■ BRIEF
Set down exactly the lines from the one containing "Can you see the rigging" through the last line of the records below, both included, and nothing else.

-- -- --

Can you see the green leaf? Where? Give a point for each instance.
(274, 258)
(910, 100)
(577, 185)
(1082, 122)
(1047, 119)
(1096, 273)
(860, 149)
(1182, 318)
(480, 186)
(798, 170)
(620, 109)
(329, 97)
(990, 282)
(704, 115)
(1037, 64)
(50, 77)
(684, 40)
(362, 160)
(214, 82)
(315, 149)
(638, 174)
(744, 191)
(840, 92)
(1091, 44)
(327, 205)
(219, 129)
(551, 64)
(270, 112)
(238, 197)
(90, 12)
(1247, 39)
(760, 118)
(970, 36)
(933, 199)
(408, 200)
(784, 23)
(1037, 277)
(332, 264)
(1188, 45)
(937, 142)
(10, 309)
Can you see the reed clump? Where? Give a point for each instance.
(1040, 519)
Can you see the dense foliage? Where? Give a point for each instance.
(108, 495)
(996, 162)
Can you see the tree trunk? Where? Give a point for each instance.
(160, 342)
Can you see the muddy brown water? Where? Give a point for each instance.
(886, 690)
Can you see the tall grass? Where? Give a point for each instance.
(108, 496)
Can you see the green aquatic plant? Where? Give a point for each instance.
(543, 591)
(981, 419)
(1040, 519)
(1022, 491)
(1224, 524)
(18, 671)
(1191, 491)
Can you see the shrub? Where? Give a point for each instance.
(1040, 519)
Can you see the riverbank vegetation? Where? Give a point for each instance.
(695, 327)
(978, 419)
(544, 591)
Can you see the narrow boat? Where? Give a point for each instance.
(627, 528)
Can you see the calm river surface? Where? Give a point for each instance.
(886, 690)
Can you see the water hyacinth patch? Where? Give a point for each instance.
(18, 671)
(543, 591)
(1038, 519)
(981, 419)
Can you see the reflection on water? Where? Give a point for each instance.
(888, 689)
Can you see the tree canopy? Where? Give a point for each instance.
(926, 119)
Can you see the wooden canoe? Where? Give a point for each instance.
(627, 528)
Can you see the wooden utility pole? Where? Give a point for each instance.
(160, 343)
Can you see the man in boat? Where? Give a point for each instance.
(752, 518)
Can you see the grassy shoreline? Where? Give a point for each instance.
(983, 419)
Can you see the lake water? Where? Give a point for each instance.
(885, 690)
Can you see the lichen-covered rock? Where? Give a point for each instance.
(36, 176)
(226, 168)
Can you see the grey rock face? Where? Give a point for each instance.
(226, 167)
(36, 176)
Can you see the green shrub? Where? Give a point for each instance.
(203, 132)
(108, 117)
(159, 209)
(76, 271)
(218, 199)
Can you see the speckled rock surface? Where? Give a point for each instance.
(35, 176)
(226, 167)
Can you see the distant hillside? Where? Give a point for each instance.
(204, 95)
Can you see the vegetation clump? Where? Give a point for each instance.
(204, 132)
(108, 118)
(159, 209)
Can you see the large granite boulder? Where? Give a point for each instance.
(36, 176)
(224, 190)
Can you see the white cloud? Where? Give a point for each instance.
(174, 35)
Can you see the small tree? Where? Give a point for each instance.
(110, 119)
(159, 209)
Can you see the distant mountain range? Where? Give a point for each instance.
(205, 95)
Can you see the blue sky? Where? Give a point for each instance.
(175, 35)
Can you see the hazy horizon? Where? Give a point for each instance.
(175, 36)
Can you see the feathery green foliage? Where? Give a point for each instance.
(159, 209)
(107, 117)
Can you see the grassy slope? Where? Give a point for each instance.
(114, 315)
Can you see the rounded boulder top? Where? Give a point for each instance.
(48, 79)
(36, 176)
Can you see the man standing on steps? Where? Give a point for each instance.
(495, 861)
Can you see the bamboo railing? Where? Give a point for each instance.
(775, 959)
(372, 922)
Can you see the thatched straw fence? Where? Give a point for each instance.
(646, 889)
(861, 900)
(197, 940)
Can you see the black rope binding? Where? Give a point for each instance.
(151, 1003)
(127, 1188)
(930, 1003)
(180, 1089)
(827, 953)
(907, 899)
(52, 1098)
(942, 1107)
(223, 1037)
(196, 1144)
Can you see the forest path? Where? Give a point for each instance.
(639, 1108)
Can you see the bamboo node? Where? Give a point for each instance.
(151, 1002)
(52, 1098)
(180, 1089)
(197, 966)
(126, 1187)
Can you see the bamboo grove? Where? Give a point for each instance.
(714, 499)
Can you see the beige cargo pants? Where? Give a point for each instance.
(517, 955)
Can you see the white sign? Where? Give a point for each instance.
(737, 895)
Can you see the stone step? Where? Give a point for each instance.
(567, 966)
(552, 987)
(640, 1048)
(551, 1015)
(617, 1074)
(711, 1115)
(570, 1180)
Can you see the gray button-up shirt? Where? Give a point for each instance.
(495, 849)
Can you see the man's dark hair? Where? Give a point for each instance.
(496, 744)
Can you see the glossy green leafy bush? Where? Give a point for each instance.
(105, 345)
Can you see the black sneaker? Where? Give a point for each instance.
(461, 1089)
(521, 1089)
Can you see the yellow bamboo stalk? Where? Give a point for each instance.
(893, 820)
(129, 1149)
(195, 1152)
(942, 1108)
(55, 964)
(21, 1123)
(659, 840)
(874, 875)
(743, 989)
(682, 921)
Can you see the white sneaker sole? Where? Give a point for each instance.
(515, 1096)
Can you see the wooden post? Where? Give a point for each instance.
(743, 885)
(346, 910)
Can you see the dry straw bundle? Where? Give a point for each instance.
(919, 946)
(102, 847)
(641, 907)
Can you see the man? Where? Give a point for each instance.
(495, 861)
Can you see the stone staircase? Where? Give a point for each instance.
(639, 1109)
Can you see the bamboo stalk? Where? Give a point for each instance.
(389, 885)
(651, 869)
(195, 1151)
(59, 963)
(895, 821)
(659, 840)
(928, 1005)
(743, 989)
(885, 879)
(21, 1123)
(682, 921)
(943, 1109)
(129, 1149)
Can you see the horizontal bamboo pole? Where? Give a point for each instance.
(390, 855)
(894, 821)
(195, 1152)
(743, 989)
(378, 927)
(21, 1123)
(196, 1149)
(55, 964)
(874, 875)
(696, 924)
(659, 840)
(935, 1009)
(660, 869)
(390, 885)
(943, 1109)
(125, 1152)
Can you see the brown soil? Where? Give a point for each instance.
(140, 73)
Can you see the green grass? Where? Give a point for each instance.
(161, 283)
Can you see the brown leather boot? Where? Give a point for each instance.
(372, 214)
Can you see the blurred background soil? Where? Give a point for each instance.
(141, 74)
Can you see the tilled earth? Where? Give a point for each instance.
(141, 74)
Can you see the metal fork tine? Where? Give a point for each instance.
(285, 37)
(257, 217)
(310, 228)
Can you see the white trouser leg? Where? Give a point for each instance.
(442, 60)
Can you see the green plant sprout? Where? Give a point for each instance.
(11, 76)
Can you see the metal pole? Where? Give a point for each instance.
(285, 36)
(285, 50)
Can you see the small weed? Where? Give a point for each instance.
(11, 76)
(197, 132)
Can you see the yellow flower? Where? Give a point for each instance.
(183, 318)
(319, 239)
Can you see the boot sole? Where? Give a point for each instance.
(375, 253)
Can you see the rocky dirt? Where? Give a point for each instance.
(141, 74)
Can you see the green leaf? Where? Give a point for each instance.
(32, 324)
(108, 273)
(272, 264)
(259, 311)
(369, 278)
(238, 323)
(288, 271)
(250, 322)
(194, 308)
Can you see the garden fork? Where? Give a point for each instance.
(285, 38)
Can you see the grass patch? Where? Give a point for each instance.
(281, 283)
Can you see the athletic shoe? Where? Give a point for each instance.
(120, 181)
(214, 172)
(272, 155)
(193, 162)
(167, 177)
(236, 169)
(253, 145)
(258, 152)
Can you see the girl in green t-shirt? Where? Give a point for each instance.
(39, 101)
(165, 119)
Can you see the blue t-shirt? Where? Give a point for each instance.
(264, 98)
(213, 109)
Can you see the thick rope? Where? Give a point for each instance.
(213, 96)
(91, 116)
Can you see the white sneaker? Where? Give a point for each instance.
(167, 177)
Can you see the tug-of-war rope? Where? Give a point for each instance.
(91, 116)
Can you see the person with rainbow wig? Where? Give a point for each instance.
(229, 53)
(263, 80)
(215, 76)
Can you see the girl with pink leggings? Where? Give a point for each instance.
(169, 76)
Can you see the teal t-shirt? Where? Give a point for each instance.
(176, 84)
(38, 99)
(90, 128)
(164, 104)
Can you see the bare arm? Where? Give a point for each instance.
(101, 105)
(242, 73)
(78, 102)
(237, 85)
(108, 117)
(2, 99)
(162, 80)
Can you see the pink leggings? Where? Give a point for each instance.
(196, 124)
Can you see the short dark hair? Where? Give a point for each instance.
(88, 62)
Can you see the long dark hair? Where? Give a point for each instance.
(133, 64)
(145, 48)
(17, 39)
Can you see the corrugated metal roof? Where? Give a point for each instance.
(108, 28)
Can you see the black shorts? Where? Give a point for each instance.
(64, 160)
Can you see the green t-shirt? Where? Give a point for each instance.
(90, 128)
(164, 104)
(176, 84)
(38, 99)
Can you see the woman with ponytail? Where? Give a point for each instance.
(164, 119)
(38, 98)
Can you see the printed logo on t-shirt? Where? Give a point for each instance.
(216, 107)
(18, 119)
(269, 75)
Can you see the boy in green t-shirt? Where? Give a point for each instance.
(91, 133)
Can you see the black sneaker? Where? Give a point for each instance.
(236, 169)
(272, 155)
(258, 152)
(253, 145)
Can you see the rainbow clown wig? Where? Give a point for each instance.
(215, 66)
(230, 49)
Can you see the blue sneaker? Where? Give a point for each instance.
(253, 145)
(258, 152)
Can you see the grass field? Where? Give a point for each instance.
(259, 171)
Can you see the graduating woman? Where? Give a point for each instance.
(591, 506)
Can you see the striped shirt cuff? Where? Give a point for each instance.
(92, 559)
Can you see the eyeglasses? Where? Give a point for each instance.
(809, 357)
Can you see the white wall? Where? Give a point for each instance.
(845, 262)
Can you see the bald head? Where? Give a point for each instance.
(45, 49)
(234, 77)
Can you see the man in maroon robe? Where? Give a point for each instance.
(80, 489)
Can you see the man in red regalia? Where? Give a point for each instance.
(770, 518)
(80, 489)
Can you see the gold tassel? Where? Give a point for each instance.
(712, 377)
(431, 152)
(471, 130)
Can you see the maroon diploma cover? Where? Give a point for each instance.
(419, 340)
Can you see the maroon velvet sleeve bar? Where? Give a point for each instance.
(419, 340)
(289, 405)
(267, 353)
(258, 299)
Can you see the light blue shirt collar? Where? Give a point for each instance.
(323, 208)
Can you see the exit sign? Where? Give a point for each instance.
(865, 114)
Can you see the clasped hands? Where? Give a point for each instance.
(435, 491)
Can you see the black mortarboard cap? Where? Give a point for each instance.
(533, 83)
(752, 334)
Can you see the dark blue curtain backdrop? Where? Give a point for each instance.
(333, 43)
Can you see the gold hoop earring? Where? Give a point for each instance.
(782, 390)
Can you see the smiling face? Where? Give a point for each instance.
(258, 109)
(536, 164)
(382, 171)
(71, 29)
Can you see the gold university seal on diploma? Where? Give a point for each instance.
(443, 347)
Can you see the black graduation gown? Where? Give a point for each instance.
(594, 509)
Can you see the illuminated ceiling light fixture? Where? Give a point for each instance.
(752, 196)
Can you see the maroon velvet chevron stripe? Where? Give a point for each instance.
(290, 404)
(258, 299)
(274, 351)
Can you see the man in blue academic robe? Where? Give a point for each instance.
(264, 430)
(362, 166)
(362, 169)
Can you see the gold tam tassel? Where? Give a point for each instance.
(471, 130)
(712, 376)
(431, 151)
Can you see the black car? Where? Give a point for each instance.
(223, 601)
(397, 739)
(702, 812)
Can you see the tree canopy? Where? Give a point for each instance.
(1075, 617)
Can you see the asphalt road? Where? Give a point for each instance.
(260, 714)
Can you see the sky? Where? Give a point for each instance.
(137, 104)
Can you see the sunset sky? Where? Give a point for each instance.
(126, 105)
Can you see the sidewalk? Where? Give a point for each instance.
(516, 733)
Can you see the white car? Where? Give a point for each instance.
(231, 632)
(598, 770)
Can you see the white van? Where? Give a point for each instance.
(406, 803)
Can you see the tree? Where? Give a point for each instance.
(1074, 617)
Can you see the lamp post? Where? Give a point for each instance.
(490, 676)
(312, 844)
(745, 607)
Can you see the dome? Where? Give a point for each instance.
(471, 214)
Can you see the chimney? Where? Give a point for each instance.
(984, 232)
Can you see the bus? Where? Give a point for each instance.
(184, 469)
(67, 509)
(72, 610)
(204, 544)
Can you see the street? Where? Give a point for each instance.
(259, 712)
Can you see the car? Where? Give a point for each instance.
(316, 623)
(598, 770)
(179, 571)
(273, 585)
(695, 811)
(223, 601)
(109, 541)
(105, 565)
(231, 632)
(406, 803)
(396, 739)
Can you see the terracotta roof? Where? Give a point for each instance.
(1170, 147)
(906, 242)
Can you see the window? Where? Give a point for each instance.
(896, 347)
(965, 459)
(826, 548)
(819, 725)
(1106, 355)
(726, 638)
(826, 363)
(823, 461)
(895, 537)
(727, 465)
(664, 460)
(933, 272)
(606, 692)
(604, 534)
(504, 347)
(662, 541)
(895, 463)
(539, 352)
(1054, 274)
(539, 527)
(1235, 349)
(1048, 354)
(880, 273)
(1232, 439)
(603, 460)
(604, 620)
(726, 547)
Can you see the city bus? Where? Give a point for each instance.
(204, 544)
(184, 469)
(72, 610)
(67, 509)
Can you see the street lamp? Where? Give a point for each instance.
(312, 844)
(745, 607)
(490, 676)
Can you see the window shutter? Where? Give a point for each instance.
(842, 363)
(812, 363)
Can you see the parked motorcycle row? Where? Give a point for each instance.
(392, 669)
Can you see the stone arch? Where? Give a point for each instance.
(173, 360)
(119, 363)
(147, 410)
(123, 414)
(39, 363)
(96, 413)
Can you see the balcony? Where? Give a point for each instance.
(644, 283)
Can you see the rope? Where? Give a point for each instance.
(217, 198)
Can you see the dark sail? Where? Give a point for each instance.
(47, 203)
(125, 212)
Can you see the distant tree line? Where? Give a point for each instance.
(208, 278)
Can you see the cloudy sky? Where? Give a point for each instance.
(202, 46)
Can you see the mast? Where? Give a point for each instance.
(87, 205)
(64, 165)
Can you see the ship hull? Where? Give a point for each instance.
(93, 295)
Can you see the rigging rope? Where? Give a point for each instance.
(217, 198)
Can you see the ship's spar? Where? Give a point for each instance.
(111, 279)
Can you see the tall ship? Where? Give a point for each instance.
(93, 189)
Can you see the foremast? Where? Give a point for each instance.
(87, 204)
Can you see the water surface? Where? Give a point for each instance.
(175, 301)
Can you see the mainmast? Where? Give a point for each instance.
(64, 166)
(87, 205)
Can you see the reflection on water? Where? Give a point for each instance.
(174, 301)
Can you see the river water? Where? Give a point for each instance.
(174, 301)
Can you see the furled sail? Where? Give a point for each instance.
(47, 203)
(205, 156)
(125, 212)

-- -- --

■ WRITTEN SOLUTION
Can you see the rigging rope? Where? Give a point for each instance.
(217, 198)
Can you see the ship's spar? Where? Give a point for each instance.
(111, 279)
Can you see the tall ship? Where? Give a point for each instance.
(93, 189)
Can you see the foremast? Where? Give a point for each instance.
(87, 204)
Can you see the water surface? Where? Give a point for each instance.
(175, 301)
Can you see the mainmast? Where? Give a point for each instance.
(64, 166)
(87, 205)
Can you see the reflection on water? Where? Give a point for each instance.
(174, 301)
Can you see the river water? Where? Give a point for each instance.
(174, 301)
Can you see the furled sail? Where? Give a point for each instance.
(47, 203)
(205, 156)
(125, 212)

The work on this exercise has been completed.